##### MATERIAL FOR THIS TASK

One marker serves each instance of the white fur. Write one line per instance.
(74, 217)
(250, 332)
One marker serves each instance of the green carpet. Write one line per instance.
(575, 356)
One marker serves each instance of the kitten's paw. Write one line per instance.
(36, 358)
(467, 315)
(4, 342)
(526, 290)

##########

[WHAT IS REQUIRED]: Send back exactly the lines of the listing above, beginning at the line containing "One marker serves each instance of the green" and ending with the last. Add nothing.

[PROBLEM SOLUTION]:
One marker serves each instance of the green carpet. Write one line per instance.
(575, 356)
One marker serves each instance of the kitten's paw. Write one line per instance.
(36, 358)
(467, 315)
(4, 342)
(526, 290)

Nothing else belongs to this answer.